(Items listed in a dataset)
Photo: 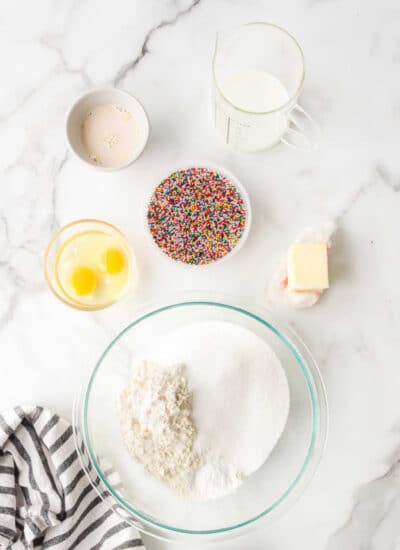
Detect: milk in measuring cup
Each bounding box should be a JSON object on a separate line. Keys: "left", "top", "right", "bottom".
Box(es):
{"left": 215, "top": 69, "right": 290, "bottom": 151}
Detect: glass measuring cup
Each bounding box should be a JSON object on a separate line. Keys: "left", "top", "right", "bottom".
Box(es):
{"left": 212, "top": 23, "right": 318, "bottom": 152}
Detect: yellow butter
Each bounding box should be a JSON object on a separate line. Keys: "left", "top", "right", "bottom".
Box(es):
{"left": 287, "top": 242, "right": 329, "bottom": 291}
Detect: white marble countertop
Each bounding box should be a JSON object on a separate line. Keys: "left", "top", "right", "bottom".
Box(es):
{"left": 1, "top": 1, "right": 400, "bottom": 549}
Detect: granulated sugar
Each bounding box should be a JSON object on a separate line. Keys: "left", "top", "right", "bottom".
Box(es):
{"left": 120, "top": 321, "right": 290, "bottom": 500}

(Your instructions) Please retype the records above exactly, but leave out any pictures.

(Result below)
Photo: 
Detect: milk in measuring cup
Each bounding box should be a JSON object on a separate line. Keys: "left", "top", "right", "bottom".
Box(es):
{"left": 215, "top": 69, "right": 290, "bottom": 151}
Detect: glass measuring cup
Each bounding box should be a JSON object on a separate line. Keys: "left", "top", "right", "bottom".
Box(es):
{"left": 212, "top": 23, "right": 318, "bottom": 152}
Detect: yellow butter
Each bounding box should be a JSON object on a separate line. Keys: "left", "top", "right", "bottom".
Box(es):
{"left": 287, "top": 242, "right": 329, "bottom": 291}
Detect: white marble countertop
Each bounding box should be a JSON object on a separate line. Keys: "left", "top", "right", "bottom".
Box(es):
{"left": 1, "top": 1, "right": 400, "bottom": 549}
Detect: granulated sugar
Each bounding box should be a JSON object on a separate line. Keys: "left", "top", "right", "bottom".
Box(es):
{"left": 120, "top": 321, "right": 290, "bottom": 500}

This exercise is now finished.